Request. Copy out the stretch from the line containing "Where can the gold sunburst" through the line containing "<point>1172,606</point>", requests included, scaling every answer point's coordinates by 1.25 and rounding to whole numbers with halves going up. Leave the numbers in the requests and their samples unchanged.

Supplied data.
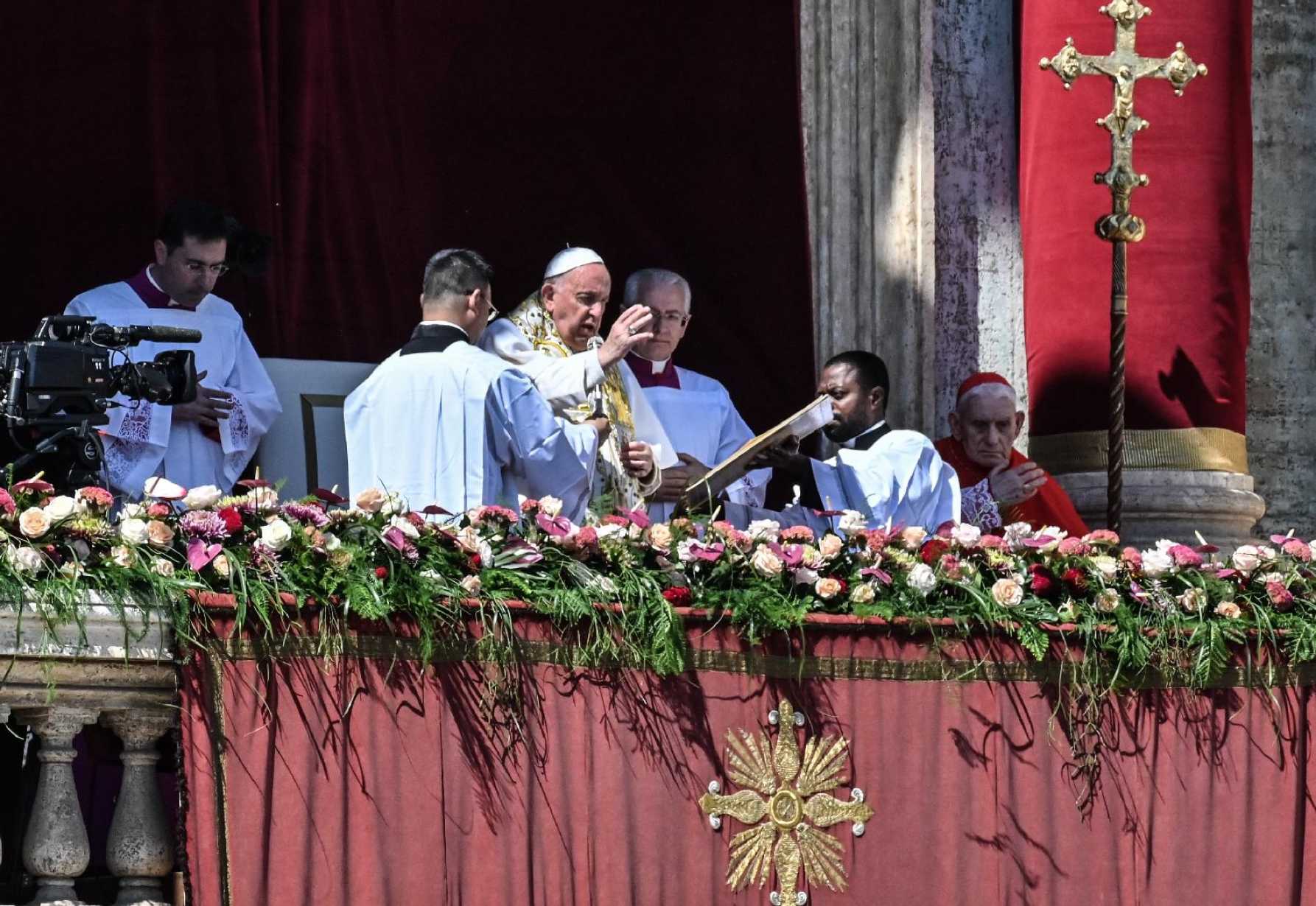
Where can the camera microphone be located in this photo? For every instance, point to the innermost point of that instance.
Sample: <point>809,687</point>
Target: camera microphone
<point>164,334</point>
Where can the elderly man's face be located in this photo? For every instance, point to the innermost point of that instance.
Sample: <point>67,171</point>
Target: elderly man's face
<point>855,410</point>
<point>668,306</point>
<point>189,273</point>
<point>577,301</point>
<point>987,425</point>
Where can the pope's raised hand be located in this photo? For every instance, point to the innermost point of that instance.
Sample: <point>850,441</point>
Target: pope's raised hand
<point>209,408</point>
<point>1015,485</point>
<point>628,331</point>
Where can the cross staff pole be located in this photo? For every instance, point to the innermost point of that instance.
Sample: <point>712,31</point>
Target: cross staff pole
<point>1124,67</point>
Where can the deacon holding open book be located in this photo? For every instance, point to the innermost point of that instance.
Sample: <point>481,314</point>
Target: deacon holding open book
<point>695,410</point>
<point>890,477</point>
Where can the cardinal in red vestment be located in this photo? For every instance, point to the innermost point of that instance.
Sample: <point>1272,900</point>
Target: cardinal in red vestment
<point>999,485</point>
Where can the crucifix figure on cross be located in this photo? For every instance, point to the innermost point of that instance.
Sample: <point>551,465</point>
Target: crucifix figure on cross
<point>1124,67</point>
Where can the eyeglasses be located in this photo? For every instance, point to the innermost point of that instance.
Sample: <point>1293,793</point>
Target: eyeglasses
<point>202,267</point>
<point>670,318</point>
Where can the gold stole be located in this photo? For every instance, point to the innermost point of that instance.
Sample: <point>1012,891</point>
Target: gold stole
<point>611,479</point>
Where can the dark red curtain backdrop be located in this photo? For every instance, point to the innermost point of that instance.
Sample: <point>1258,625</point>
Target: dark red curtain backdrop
<point>365,137</point>
<point>373,782</point>
<point>1189,298</point>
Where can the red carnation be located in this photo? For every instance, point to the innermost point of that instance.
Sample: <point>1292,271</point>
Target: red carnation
<point>232,519</point>
<point>1074,579</point>
<point>934,550</point>
<point>1044,581</point>
<point>678,596</point>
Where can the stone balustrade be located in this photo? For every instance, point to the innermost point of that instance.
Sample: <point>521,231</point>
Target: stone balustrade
<point>108,668</point>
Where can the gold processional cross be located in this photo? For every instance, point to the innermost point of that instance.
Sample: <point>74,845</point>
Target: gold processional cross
<point>1124,67</point>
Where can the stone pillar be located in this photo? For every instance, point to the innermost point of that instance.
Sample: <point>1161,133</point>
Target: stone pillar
<point>140,851</point>
<point>55,847</point>
<point>911,170</point>
<point>1282,358</point>
<point>865,73</point>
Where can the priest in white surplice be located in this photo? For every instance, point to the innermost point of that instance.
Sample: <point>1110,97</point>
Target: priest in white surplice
<point>444,422</point>
<point>553,337</point>
<point>890,477</point>
<point>696,410</point>
<point>211,440</point>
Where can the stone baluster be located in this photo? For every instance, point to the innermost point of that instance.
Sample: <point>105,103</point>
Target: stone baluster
<point>55,847</point>
<point>140,851</point>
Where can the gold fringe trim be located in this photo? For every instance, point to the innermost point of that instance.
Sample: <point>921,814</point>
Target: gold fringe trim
<point>928,670</point>
<point>1191,449</point>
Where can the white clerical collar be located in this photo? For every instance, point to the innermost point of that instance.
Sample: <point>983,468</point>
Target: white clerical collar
<point>657,366</point>
<point>152,278</point>
<point>449,324</point>
<point>849,445</point>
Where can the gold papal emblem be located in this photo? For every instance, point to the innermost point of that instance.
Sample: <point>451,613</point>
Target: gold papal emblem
<point>786,798</point>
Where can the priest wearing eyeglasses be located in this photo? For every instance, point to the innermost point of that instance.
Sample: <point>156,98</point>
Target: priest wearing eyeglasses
<point>696,410</point>
<point>209,440</point>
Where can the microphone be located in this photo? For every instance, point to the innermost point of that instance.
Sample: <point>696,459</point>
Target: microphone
<point>164,334</point>
<point>133,334</point>
<point>596,393</point>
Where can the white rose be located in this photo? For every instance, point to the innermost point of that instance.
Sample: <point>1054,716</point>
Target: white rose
<point>203,497</point>
<point>405,525</point>
<point>1245,558</point>
<point>33,522</point>
<point>827,588</point>
<point>765,562</point>
<point>1007,592</point>
<point>23,559</point>
<point>1194,600</point>
<point>132,512</point>
<point>922,577</point>
<point>966,534</point>
<point>61,508</point>
<point>830,546</point>
<point>1107,567</point>
<point>276,534</point>
<point>852,522</point>
<point>862,594</point>
<point>1156,563</point>
<point>164,488</point>
<point>609,532</point>
<point>133,530</point>
<point>659,537</point>
<point>1230,611</point>
<point>264,499</point>
<point>912,537</point>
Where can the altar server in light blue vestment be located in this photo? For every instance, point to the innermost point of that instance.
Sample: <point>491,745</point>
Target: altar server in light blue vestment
<point>444,422</point>
<point>695,410</point>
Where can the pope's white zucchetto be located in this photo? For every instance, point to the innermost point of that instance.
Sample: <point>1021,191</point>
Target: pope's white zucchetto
<point>570,259</point>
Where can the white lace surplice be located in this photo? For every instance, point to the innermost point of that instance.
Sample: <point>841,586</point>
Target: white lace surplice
<point>142,438</point>
<point>461,428</point>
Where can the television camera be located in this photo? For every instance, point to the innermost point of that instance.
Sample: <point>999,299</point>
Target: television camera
<point>55,390</point>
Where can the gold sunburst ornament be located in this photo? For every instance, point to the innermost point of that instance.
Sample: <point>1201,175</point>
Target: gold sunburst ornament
<point>786,825</point>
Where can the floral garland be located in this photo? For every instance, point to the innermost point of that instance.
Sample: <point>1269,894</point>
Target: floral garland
<point>1172,606</point>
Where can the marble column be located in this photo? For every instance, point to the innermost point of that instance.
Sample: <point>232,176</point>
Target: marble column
<point>55,847</point>
<point>911,170</point>
<point>140,850</point>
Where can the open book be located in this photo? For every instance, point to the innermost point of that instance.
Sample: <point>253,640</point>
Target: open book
<point>800,425</point>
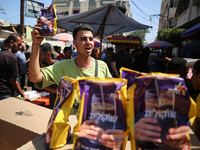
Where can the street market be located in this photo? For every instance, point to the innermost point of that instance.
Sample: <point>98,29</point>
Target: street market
<point>85,75</point>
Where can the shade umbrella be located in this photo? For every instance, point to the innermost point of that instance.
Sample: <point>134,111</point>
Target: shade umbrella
<point>159,44</point>
<point>105,20</point>
<point>191,48</point>
<point>97,43</point>
<point>193,32</point>
<point>65,37</point>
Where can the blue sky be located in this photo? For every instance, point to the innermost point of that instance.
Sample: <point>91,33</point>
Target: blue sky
<point>143,11</point>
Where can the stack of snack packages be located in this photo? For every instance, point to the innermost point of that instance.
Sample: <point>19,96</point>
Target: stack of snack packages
<point>113,106</point>
<point>157,95</point>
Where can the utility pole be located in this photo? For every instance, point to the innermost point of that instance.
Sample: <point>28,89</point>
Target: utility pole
<point>22,18</point>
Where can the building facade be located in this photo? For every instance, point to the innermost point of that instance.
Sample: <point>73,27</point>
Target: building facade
<point>69,7</point>
<point>187,13</point>
<point>167,14</point>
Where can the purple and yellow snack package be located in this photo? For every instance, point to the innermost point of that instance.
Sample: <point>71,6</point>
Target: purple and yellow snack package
<point>48,18</point>
<point>58,128</point>
<point>163,97</point>
<point>130,75</point>
<point>101,119</point>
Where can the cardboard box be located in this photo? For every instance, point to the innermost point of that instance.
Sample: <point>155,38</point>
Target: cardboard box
<point>20,122</point>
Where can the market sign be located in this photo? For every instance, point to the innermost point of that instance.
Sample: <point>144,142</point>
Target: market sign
<point>33,8</point>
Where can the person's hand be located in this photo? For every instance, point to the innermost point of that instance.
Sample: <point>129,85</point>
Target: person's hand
<point>25,98</point>
<point>146,130</point>
<point>37,40</point>
<point>177,137</point>
<point>112,139</point>
<point>90,131</point>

Written response.
Where can the gold sunburst ornament be located in this photo? For every instance, point to the innermost point of that instance.
Sample: <point>1201,175</point>
Target: gold sunburst ornament
<point>983,1031</point>
Where can the floral garland be located in this photo? For every instance, point to the innermost point of that instance.
Sample: <point>1269,894</point>
Target: floral garland
<point>1465,758</point>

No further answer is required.